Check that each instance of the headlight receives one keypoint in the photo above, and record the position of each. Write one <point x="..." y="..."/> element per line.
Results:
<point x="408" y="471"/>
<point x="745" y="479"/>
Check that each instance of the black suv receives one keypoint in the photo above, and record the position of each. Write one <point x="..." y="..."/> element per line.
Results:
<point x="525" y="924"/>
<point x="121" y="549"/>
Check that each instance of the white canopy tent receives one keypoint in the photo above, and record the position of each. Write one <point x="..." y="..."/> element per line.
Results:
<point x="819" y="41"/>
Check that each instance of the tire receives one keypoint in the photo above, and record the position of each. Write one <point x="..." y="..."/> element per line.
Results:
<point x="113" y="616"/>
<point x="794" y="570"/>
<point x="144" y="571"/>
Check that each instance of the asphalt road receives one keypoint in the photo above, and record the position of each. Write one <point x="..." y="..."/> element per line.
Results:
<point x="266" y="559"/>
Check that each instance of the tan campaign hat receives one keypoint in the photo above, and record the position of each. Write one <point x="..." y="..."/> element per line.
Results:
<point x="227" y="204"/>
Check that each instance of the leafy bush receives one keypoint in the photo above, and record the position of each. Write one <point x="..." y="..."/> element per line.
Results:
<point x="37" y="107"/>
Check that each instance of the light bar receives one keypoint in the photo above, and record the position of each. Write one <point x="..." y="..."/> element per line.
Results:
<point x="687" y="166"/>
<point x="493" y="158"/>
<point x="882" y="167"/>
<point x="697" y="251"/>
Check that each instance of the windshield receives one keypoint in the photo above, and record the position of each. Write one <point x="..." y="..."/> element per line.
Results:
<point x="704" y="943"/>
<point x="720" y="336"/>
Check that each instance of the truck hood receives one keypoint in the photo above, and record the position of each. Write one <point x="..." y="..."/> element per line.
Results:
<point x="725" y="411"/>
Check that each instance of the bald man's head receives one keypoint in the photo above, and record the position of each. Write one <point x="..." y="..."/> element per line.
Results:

## What this task involves
Each entry above must be printed exactly as written.

## Answer
Check that each instance of the headlight receives one keypoint in the photo above, and record the position of each. Write one <point x="..." y="..."/> element per line.
Results:
<point x="408" y="471"/>
<point x="745" y="479"/>
Check that each instance of the black suv receives one keypoint in the photo above, and record the position of each. Write one <point x="..." y="..."/> element per line.
Results:
<point x="525" y="924"/>
<point x="121" y="549"/>
Check that each instance of the white canopy tent receives one keypoint in the photo above, and record the position of each. Write one <point x="..." y="..."/> element per line.
Results:
<point x="819" y="41"/>
Check that each instance of the tire receives one keypoint in the photo above, and record the position of each. Write one <point x="..." y="..."/> element per line.
Results:
<point x="113" y="616"/>
<point x="794" y="570"/>
<point x="144" y="571"/>
Check that each instance of the asphalt road receives one keypoint in the photo above, and record the position of each. Write one <point x="..." y="..."/> element per line.
Results:
<point x="266" y="559"/>
Check that each instance of the tan campaign hat receives one keypoint in the photo above, and record the position of each. Write one <point x="..." y="..."/> element per line.
Results:
<point x="227" y="204"/>
Check that each instance of the leafy bush receives one keypoint in the photo above, and record the position of each. Write one <point x="..." y="..."/> element per line.
Results:
<point x="37" y="107"/>
Check that each instance of the light bar receives one keypoint in the photo above, and record the position of each. Write one <point x="..." y="..."/> element per line.
Results:
<point x="687" y="166"/>
<point x="493" y="158"/>
<point x="882" y="167"/>
<point x="697" y="251"/>
Check that each instance of the windshield receives one keypoint in the photo above, and record the position of each. Write one <point x="..." y="..."/> element per line.
Results:
<point x="704" y="943"/>
<point x="720" y="336"/>
Check that each instance of the truck hood receives one keypoint in the photo above, and record the position of each. Write one <point x="..." y="..."/> element per line.
Results:
<point x="725" y="411"/>
Check that each instance of the bald man's head receives one keypoint in the photo above, and record the position of each. Write one <point x="..." y="..."/> element per line.
Results:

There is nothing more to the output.